start

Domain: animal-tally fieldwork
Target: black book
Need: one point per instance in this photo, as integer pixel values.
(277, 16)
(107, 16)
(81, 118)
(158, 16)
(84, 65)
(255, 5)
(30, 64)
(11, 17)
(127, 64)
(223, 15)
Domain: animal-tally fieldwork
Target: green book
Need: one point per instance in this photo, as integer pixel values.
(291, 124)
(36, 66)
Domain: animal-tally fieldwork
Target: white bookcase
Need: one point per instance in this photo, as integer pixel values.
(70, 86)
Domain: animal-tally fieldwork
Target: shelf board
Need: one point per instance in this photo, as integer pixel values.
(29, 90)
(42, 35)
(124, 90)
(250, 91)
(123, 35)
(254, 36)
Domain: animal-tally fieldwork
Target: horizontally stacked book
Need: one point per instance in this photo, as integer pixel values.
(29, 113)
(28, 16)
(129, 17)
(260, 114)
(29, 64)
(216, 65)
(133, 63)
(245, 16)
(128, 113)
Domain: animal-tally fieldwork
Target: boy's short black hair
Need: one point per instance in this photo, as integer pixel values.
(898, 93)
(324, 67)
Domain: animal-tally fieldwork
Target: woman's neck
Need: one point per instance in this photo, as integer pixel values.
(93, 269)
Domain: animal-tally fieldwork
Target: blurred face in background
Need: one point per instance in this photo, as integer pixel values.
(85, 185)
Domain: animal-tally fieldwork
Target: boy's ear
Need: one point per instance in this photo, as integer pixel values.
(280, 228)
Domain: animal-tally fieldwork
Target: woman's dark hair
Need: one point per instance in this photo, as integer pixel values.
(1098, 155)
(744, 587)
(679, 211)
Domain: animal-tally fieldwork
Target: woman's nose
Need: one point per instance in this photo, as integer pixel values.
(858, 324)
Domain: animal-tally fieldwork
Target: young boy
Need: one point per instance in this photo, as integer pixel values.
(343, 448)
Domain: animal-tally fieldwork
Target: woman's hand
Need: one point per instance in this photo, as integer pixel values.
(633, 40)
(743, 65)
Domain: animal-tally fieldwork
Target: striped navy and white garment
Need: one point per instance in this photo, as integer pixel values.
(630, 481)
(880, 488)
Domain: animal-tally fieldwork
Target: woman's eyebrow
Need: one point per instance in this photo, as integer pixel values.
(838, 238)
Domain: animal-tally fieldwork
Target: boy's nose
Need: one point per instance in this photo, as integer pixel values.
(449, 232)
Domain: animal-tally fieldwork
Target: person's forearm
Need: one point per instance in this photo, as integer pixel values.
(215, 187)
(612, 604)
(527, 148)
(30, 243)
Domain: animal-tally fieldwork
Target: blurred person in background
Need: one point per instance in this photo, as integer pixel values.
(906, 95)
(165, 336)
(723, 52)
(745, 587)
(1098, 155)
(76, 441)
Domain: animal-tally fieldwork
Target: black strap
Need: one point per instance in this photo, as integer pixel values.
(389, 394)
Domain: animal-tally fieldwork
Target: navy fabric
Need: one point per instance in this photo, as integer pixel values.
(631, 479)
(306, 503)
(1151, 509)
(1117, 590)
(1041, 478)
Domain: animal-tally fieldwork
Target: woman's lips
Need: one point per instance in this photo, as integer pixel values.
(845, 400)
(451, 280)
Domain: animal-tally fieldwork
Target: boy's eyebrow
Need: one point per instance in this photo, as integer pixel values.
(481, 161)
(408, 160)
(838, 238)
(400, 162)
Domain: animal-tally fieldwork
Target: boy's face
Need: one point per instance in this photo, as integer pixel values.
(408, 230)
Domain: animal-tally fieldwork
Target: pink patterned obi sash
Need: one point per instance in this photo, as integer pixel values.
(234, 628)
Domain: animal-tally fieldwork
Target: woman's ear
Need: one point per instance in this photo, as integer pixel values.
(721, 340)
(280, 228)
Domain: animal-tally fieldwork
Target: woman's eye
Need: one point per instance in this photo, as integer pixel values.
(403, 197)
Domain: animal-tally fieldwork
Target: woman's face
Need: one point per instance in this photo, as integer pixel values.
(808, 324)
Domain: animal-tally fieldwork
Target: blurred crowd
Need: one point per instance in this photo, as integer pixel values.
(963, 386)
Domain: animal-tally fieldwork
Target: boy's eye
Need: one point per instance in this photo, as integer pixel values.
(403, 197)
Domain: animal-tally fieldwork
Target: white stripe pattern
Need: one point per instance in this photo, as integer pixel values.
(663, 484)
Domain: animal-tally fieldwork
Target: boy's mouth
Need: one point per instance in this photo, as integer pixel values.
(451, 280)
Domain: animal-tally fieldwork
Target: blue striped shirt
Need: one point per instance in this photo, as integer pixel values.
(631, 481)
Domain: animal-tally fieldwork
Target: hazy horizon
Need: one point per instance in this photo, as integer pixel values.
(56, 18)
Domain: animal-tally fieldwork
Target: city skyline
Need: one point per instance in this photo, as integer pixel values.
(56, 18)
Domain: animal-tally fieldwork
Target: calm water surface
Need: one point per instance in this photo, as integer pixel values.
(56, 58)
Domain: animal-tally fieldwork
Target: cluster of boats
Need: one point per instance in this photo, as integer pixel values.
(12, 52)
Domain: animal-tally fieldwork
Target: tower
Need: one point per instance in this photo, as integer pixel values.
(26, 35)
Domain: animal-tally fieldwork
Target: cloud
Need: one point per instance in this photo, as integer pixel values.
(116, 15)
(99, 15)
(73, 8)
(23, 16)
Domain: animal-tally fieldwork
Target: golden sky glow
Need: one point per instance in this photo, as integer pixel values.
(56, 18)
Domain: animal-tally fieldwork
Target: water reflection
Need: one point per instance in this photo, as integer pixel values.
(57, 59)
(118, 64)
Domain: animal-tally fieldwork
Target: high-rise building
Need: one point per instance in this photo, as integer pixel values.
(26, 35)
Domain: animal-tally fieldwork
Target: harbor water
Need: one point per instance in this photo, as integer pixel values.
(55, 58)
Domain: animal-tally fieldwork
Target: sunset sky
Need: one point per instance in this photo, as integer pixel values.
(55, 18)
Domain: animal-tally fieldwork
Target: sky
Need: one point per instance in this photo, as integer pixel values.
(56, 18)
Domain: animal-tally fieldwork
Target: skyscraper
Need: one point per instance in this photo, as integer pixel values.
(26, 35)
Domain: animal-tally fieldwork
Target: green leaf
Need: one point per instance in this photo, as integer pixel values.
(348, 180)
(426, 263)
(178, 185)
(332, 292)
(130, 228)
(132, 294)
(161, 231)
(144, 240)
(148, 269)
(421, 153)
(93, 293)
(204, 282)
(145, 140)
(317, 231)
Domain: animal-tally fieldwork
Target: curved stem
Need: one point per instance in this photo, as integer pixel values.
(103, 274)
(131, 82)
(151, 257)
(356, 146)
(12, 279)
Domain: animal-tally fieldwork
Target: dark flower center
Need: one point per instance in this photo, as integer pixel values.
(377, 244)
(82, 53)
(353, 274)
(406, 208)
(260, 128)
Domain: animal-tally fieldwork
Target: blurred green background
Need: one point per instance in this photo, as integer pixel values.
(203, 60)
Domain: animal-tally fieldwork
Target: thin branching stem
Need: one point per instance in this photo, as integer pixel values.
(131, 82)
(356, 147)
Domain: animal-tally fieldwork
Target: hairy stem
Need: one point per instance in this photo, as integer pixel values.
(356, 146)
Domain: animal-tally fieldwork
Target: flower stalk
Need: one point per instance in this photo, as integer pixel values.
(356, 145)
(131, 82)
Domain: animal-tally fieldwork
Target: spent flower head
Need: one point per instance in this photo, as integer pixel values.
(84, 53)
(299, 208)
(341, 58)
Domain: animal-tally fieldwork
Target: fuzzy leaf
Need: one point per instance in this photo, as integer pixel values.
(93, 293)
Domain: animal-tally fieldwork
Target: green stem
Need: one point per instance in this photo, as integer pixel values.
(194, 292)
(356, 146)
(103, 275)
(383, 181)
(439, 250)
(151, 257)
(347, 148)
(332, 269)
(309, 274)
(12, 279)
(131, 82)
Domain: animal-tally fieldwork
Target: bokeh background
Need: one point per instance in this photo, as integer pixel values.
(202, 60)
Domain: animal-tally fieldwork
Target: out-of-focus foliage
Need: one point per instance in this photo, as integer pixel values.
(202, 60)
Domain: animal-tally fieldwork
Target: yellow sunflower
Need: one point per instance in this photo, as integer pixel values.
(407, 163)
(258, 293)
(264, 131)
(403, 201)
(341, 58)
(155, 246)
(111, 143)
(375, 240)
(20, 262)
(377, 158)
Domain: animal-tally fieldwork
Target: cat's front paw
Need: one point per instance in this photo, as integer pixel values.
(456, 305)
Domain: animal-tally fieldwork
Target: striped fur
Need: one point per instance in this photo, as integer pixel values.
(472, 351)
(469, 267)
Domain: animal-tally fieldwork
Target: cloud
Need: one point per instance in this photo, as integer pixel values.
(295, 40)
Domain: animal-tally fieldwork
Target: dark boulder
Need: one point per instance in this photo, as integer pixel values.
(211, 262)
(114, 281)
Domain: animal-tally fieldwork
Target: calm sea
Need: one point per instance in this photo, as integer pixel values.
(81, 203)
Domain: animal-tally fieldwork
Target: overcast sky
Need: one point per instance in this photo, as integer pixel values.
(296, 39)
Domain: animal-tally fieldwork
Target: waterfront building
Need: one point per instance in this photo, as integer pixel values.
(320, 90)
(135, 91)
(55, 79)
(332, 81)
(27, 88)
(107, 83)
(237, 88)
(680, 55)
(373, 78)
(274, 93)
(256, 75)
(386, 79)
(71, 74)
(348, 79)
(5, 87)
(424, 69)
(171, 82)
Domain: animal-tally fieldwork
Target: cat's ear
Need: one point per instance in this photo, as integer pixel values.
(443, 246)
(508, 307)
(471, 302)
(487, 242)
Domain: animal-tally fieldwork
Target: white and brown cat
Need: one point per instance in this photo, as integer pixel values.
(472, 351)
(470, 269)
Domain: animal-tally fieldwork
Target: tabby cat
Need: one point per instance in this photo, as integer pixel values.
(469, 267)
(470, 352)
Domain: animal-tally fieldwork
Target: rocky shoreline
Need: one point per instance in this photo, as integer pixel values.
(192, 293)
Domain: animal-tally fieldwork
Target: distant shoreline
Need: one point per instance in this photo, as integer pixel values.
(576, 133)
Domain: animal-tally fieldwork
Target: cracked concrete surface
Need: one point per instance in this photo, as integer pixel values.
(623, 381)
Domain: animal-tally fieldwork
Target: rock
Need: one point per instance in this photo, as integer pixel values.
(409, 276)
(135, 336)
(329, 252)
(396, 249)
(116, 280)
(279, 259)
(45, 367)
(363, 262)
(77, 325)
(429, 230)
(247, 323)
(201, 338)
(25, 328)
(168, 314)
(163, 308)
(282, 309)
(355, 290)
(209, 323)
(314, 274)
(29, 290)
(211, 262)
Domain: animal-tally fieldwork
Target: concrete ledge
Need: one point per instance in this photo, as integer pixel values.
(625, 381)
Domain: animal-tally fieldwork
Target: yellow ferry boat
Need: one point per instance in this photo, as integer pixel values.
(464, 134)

end

-- Written problem --
Show each line in the items above that contains the string "black". Case counts.

-- Exercise output --
Target: black book
Target: boy's short black hair
Target: black strap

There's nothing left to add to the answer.